WHAT IS EXPECTED>
In the entries that follow, find the line containing "Query: white window frame"; from there, copy every line exactly through the line containing "find the tree branch in the photo above".

── GIVEN RECORDS ──

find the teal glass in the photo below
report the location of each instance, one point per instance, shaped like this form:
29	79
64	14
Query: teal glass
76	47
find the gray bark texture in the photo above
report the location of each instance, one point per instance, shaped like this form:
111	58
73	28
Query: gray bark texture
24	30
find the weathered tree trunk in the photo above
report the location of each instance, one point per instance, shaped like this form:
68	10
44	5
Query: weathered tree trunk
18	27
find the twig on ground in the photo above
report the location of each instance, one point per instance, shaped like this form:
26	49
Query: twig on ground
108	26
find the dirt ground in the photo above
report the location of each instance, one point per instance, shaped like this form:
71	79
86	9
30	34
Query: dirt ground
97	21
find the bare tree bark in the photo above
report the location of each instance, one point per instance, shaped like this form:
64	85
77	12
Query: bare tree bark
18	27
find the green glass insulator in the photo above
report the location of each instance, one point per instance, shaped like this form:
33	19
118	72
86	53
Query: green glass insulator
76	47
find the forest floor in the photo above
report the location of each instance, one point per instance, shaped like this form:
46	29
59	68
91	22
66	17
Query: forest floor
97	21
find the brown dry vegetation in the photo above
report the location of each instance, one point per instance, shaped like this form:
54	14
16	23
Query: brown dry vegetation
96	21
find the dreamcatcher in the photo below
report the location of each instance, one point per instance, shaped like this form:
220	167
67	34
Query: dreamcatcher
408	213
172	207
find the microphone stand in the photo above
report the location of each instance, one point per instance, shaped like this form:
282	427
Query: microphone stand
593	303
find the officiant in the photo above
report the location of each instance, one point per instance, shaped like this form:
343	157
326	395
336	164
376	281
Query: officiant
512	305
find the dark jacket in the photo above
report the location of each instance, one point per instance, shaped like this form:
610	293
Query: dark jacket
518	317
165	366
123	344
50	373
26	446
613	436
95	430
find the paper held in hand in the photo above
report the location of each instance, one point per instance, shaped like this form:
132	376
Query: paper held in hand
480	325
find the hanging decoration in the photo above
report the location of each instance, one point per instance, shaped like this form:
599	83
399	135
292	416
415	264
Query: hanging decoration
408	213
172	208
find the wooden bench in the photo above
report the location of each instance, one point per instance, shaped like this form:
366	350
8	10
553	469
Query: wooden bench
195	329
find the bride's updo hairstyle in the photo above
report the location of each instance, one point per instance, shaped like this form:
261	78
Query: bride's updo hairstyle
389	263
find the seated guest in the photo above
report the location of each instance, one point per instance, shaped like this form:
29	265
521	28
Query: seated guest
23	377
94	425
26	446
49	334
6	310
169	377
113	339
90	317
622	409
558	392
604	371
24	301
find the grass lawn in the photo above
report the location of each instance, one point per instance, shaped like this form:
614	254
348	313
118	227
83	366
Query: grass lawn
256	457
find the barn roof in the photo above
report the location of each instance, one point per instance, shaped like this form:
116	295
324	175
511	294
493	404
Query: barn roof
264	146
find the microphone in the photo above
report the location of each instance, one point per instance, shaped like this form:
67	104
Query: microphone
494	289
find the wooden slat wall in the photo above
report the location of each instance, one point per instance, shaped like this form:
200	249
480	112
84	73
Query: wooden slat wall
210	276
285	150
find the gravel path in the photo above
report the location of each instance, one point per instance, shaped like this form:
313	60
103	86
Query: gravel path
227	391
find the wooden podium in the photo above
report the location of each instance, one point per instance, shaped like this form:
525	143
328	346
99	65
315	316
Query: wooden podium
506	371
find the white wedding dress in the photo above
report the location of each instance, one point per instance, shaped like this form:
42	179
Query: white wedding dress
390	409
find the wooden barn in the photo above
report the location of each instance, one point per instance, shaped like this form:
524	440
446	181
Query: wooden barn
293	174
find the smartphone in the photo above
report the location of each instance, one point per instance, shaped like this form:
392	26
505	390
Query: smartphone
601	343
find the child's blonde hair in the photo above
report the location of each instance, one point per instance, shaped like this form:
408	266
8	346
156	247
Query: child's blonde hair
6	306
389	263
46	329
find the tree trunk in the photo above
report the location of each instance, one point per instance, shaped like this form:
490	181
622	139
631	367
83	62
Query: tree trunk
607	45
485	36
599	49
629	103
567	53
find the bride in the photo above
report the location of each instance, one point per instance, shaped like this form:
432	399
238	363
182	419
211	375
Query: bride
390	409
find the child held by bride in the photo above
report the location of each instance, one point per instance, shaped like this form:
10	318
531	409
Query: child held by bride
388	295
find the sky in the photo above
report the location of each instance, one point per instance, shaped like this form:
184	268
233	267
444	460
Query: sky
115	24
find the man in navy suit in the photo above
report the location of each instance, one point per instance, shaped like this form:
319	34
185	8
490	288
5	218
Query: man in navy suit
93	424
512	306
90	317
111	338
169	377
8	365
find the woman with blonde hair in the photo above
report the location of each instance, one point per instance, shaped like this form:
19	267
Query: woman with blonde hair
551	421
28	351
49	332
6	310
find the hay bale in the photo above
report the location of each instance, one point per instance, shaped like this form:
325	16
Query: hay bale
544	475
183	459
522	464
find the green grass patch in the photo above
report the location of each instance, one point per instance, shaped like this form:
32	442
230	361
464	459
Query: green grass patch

───
── GIVEN RECORDS ──

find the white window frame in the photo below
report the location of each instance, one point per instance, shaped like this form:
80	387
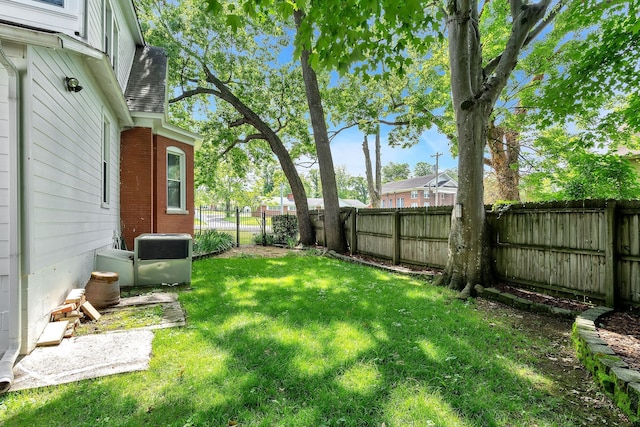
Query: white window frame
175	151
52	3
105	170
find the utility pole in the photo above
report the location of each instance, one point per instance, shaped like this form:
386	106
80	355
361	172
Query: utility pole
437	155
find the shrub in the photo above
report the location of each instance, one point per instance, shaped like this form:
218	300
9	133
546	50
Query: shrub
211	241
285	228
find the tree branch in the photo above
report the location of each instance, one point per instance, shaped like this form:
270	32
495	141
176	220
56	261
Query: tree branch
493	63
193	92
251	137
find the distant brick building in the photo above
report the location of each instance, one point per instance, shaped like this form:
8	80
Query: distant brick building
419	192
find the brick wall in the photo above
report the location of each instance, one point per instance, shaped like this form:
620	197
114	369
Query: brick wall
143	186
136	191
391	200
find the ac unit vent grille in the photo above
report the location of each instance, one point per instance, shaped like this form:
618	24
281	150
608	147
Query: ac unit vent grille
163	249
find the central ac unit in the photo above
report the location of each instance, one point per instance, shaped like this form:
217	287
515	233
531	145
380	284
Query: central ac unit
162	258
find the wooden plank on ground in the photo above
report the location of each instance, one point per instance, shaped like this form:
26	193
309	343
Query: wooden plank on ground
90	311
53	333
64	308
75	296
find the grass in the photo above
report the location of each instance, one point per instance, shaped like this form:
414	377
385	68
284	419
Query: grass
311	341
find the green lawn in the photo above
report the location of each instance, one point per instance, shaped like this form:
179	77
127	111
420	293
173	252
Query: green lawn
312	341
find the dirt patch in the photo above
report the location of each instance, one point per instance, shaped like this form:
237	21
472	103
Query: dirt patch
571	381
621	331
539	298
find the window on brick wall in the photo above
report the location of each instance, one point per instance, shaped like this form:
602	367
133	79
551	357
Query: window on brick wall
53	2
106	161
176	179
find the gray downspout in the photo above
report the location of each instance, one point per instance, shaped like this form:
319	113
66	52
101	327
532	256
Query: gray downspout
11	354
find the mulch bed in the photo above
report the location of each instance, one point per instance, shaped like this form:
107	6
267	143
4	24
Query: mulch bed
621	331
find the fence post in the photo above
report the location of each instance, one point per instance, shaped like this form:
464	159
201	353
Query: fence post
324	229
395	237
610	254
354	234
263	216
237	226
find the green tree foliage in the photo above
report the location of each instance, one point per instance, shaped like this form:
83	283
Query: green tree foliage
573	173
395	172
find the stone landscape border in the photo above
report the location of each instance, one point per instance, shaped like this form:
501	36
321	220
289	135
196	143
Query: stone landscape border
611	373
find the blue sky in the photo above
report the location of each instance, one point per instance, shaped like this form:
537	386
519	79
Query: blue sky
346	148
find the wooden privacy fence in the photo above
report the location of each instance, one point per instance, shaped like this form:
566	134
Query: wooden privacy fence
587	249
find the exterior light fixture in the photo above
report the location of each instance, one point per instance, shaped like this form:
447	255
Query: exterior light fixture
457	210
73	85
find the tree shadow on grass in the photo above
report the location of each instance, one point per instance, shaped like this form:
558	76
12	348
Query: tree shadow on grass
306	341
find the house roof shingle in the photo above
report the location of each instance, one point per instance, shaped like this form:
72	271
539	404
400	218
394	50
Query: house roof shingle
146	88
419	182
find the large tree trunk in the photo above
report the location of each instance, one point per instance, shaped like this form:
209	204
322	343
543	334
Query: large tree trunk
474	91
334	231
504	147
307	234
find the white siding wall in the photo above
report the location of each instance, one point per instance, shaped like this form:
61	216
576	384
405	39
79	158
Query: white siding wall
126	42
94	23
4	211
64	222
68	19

───

EXERCISE ANSWER>
Query: white window frame
175	151
52	3
105	170
find the utility pole in the photo above
report the location of each instance, one point per instance, shaped like this form:
386	106
80	355
361	172
Query: utility pole
437	155
find the shrub in the photo above
report the location of each instance, one point per instance, shaped like this form:
218	300
9	133
546	50
Query: shrub
211	241
285	228
find the tree branch in the photo above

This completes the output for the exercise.